**ABOUT THIS TASK:**
With the records below as input, work out how many lines include the word "seated". Give only the number.
#### DATA LISTING
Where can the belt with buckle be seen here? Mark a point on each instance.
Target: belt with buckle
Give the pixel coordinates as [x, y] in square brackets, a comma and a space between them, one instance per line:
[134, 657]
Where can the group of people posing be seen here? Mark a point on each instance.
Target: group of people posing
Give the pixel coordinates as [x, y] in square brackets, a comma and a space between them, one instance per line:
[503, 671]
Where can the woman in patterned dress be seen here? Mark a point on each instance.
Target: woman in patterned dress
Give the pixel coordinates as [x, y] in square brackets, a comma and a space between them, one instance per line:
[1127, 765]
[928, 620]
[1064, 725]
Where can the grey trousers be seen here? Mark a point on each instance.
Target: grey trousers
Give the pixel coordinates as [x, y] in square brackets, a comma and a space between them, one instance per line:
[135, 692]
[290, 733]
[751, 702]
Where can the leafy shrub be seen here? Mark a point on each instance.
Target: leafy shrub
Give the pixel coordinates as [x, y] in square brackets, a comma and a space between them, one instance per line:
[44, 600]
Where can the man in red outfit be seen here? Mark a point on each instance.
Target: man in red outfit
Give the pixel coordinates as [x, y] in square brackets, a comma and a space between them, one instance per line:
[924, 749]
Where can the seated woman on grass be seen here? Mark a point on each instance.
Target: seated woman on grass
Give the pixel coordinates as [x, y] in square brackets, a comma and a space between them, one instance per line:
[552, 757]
########
**RESPONSE:**
2